** PAGE TEXT **
● ● ● ●

6. Failure to pay any and all taxes, imposts, assessments or penalties, if any, lawfully
due to the Philippine Government or any of its agencies or political subdivisions;

7. Transacting business in the Philippines outside of the purpose or purposes for which
such corporation is authorized under its license;

8. Transacting business in the Philippines as agent of or acting for and in behalf of any
foreign corporation or entity not duly licensed to do business in the Philippines; or

9. Any other ground as would render it unfit to transact business in the Philippines. (n)

Sec. 135. Issuance of certificate of revocation. - Upon the revocation of any such
license to transact business in the Philippines, the Securities and Exchange
Commission shall issue a corresponding certificate of revocation, furnishing a copy
thereof to the appropriate government agency in the proper cases.

The Securities and Exchange Commission shall also mail to the corporation at its
registered office in the Philippines a notice of such revocation accompanied by a copy
of the certificate of revocation. (n)

● ● ● ●

** PROVIDED INFORMATION **
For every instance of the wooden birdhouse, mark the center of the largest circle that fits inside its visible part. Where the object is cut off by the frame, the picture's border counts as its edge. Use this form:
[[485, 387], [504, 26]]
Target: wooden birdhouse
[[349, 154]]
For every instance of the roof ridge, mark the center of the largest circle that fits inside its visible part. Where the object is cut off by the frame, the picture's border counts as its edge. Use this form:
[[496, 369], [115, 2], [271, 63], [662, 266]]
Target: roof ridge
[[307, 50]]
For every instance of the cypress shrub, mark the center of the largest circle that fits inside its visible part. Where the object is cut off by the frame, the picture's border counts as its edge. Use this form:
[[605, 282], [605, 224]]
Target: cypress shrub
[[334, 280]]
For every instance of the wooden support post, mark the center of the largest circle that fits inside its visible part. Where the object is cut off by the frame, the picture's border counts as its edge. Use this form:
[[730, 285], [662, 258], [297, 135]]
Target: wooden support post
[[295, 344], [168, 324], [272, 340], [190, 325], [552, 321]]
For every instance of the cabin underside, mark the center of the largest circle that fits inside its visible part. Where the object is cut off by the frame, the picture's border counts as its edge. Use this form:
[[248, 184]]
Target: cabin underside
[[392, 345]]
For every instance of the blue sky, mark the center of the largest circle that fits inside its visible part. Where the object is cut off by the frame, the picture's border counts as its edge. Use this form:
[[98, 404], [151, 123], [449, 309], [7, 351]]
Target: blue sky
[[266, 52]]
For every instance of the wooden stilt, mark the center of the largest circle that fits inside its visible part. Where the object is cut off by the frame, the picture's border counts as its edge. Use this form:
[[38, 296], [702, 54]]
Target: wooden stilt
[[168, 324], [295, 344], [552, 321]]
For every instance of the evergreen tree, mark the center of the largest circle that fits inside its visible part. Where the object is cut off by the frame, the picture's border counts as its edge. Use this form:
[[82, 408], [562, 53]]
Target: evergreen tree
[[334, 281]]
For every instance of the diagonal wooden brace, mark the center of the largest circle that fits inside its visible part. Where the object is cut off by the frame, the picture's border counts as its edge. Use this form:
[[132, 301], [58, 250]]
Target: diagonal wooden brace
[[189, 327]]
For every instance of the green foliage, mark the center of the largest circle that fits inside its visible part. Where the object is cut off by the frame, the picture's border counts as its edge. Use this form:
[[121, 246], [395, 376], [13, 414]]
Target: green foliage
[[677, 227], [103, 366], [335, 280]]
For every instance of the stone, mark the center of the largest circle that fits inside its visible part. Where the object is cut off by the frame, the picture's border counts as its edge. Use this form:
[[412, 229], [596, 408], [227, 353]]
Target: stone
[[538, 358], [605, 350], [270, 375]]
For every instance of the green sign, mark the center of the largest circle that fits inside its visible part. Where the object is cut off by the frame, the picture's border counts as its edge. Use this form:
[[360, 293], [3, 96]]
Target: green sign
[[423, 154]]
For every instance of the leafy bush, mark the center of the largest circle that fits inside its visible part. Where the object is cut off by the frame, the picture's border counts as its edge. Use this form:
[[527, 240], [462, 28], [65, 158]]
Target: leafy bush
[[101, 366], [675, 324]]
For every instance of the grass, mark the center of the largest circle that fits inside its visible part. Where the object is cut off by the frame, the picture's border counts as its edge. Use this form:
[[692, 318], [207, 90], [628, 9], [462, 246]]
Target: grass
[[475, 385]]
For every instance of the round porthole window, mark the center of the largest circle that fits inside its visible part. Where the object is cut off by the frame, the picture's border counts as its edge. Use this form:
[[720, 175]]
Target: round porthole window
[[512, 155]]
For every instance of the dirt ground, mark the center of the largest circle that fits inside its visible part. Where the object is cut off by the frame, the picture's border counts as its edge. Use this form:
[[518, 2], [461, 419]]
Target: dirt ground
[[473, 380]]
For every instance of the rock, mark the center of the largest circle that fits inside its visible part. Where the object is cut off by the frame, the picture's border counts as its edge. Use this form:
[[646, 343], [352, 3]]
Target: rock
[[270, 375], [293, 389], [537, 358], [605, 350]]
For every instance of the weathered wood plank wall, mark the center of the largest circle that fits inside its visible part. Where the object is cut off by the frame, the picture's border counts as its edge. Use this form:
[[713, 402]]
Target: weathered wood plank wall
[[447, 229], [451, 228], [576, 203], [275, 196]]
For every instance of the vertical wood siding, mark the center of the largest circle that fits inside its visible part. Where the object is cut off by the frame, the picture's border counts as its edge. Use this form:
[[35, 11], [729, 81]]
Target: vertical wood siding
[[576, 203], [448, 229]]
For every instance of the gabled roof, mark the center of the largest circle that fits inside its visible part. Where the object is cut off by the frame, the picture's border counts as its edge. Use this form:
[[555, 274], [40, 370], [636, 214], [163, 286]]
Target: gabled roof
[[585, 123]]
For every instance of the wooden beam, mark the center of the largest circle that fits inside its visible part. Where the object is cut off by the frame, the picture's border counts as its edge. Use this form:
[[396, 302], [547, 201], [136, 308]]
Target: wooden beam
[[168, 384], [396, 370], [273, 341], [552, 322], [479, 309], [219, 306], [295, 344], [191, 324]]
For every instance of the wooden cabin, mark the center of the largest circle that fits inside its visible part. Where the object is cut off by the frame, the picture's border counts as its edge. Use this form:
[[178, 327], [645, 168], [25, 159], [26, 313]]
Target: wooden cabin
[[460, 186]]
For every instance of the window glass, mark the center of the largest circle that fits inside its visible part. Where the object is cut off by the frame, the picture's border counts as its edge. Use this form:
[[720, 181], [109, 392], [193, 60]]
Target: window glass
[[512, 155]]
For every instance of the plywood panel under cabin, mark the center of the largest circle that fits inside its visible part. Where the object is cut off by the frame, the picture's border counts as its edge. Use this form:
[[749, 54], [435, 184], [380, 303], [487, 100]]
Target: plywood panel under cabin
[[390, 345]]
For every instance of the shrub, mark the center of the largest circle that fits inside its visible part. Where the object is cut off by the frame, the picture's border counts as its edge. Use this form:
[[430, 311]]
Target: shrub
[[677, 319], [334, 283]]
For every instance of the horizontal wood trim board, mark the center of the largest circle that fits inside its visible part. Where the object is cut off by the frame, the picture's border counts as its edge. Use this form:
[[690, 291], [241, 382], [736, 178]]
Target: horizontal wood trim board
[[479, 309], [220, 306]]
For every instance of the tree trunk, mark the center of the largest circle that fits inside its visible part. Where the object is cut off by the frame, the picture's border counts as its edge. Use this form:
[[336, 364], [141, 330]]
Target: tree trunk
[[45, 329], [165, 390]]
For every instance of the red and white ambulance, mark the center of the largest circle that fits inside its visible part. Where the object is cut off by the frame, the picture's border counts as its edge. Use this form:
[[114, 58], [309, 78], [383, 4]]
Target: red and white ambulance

● ● ● ●

** EXERCISE DESCRIPTION **
Reproduce the passage on revoking a foreign corporation's license word for word, starting at "7. Transacting business" and ending at "the proper cases.".

** OUTPUT FOR THIS EXERCISE **
7. Transacting business in the Philippines outside of the purpose or purposes for which
such corporation is authorized under its license;

8. Transacting business in the Philippines as agent of or acting for and in behalf of any
foreign corporation or entity not duly licensed to do business in the Philippines; or

9. Any other ground as would render it unfit to transact business in the Philippines. (n)

Sec. 135. Issuance of certificate of revocation. - Upon the revocation of any such
license to transact business in the Philippines, the Securities and Exchange
Commission shall issue a corresponding certificate of revocation, furnishing a copy
thereof to the appropriate government agency in the proper cases.